---------- Source document
CPU; AMD Athlon XP 2600 333FSB
MBO; Asus A7N8X Deluxe
Ram; DDR 512Mb PC3200 (PC400)

Questions;

1. Do all these components match i.e will they work well together?
2. Whats the difference between Barton and Throughterbred AMD?
3. The MBO has capability for FSB400, does this mean it will take a faster CPU than stated at FSB333
4. Ram; what does PC3200 mean? how does it match the other components? whats does (PC400) mean?

I'm looking for simple answers please.

1. Yes
2. Barton has more cache I believe
3. Sorta, AMD doesn't officially have a 400FSB CPU out yet, but when it comes out, the mobo will probably support it.
4. PC3200 = DDR400, which is the FSB at 400Mhz. PC400 isn't really correct, so you should ignore it.

 

Lonyo

Lifer
Aug 10, 2002
21,938
6
81
PC3200 means it has a bandwidth of 3200MB (3.2GB)/s.
It will run at 400MHz DDR (2x200MHz) for sure.
Your computer will probably default to 166MHz though (2700), running it slower that its maximum, but that won't hurt performance too much.
--------------------
---------- Extracted material
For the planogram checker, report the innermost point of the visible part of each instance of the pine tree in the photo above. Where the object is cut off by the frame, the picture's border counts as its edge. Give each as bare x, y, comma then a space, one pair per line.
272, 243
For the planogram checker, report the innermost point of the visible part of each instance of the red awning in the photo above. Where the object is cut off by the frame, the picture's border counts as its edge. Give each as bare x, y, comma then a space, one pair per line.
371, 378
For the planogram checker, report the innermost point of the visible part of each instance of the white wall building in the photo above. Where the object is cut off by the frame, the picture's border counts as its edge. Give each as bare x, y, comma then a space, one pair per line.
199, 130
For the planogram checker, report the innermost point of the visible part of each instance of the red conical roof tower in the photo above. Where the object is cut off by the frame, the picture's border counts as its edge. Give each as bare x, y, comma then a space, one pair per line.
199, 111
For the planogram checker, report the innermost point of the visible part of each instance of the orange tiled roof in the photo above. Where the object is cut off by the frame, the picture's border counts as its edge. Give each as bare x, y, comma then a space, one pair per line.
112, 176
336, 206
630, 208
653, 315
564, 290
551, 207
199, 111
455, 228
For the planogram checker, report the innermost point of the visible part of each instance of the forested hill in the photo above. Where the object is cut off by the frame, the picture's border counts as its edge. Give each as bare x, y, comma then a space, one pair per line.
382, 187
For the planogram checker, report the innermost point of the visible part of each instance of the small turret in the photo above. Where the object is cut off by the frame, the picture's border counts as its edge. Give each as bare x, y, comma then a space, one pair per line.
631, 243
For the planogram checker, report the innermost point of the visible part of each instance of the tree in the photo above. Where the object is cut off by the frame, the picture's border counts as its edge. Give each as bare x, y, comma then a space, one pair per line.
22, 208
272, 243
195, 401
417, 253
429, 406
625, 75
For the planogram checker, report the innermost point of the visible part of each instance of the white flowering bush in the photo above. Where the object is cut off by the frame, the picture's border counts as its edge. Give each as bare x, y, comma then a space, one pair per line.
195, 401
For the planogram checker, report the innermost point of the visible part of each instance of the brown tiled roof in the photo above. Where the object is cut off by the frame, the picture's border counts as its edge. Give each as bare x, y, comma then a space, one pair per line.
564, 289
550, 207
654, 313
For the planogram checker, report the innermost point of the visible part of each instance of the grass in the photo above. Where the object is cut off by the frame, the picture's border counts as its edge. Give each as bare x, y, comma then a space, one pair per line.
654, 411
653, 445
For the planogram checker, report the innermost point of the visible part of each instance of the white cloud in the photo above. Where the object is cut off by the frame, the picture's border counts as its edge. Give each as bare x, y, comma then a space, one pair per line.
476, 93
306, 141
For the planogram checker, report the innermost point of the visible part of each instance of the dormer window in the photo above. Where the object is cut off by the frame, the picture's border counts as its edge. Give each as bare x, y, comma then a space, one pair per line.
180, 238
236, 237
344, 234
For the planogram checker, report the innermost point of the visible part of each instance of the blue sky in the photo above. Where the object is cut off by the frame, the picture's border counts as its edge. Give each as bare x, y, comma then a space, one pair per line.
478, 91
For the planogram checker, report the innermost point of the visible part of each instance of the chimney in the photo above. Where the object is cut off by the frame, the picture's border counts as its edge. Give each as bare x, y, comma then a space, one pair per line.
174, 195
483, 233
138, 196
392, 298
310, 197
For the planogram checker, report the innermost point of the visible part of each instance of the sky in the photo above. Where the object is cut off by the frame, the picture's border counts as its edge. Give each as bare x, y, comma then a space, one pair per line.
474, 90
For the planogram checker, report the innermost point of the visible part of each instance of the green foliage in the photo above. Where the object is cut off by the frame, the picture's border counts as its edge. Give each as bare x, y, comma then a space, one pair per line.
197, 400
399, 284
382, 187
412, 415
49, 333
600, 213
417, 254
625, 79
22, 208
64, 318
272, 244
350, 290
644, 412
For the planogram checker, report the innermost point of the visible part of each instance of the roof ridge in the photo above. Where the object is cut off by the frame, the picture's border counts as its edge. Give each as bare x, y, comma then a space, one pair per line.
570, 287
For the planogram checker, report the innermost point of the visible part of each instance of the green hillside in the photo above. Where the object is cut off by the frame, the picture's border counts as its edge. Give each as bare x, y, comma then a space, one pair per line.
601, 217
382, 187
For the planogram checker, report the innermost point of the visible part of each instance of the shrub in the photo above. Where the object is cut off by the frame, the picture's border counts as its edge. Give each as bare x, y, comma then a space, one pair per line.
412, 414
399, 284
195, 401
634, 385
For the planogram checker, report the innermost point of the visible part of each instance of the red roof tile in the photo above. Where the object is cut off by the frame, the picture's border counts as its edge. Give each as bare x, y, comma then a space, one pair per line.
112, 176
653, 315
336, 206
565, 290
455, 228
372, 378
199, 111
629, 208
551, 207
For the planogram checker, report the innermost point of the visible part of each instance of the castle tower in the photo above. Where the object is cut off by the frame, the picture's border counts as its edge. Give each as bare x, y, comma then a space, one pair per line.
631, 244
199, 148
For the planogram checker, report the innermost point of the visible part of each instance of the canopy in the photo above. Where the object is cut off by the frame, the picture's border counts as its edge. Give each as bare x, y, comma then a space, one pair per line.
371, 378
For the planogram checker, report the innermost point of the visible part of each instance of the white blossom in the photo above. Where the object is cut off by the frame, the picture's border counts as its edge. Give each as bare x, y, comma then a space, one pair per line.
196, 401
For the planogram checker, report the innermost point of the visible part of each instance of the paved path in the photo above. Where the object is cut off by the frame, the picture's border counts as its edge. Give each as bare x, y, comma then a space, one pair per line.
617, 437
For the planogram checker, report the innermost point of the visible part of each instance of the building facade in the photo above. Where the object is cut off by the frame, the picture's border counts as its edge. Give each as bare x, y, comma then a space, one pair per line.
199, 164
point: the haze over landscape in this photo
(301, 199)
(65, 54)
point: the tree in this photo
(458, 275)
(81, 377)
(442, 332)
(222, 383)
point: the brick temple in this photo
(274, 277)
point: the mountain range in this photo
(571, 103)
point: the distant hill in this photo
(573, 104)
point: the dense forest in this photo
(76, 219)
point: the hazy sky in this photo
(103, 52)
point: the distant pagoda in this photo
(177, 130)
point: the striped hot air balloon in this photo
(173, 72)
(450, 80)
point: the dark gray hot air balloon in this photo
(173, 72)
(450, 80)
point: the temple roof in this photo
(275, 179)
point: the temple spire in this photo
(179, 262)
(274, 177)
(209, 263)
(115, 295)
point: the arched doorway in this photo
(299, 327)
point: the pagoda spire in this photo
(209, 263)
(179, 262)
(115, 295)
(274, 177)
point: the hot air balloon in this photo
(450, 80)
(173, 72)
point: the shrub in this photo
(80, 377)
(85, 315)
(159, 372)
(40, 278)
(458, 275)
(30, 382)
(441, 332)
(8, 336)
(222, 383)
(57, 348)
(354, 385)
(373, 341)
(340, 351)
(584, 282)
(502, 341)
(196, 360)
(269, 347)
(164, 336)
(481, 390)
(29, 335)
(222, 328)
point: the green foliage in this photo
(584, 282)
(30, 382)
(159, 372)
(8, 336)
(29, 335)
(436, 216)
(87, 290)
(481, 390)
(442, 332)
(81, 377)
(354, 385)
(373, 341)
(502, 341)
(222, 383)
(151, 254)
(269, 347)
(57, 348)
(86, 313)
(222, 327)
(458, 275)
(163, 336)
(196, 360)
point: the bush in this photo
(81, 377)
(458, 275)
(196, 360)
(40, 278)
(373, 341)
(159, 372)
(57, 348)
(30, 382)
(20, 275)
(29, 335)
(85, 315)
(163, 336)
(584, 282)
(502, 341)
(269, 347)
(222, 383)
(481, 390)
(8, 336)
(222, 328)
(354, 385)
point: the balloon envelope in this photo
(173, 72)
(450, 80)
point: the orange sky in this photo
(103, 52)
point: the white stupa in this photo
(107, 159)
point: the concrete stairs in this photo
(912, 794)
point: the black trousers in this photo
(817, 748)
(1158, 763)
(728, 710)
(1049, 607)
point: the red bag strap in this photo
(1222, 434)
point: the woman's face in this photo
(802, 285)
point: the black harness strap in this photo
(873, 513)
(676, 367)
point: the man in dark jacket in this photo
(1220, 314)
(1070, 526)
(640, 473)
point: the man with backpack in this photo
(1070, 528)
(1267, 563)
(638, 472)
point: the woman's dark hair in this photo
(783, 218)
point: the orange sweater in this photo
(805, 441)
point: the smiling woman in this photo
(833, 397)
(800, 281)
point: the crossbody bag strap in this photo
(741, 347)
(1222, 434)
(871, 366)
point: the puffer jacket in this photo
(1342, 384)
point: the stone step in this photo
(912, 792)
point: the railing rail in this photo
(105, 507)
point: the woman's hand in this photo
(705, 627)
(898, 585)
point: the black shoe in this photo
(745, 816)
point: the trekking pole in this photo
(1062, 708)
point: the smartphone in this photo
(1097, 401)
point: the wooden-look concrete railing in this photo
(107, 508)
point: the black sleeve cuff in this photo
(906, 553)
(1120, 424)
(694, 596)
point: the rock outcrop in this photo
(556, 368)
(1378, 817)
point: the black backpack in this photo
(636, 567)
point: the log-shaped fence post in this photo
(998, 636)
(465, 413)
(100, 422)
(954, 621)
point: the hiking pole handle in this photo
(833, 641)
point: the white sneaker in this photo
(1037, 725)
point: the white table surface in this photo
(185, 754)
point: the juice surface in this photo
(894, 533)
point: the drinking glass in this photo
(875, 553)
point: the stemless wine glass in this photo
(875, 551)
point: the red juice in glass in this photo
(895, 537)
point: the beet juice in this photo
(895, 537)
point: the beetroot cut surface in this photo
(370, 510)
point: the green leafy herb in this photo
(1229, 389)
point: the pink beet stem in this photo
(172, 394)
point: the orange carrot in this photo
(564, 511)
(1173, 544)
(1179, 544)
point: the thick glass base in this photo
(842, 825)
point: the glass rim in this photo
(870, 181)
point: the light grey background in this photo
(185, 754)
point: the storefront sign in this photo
--------------------
Work to do.
[A] Do these statements agree with the forum thread above about the Athlon XP, Asus board and RAM? Answer yes or no for each, quoting the words from the thread that decide it. (i) PC3200 memory has a bandwidth of 3.2GB per second. (ii) AMD already officially sells a CPU with a 400FSB. (iii) The motherboard listed is an Asus A7N8X Deluxe.
[B] Can you rewrite the paragraph beginning "PC3200 means it has a bandwidth" from the forum thread above about the Athlon XP, Asus board and RAM as a short bulleted list that keeps its main facts?
[C] Write the next part of the forum thread above about the Athlon XP, Asus board and RAM, picking up after its final sentence.

Answers to the tasks.
[A]
(i) Yes: "PC3200 means it has a bandwidth of 3200MB (3.2GB)/s."
(ii) No: "AMD doesn't officially have a 400FSB CPU out yet"
(iii) Yes: "MBO; Asus A7N8X Deluxe"

[B]
- PC3200 memory has a bandwidth of 3200MB (3.2GB) per second.
- It will run at 400MHz DDR (2x200MHz).
- The computer will probably default to 166MHz, below the memory's maximum, without hurting performance much.

[C]
As your motherboard should probably support 400MHz processors, your RAM will match up in the future (200MHz bus speed), so that RAM and motherboard should do you good for now, and will work if you wish to upgrade to a 400MHz processor in the future.

The Barton has 512KB L2 cache, the T-bred has 256KB. This provides a small performance increase, but the speeds (PR ones) are adjusted accordingly. An XP2500+ T-Bred would be as fast as a Barton 2500+, because although the Barton would have extra cache, it has a lower clock speed.
Usually Bartons put out more heat because they have more transistors (for the extra cache).

You've already had simple answers, those add a bit :p
But yes, they should all work together and give you an upgrade path in the future.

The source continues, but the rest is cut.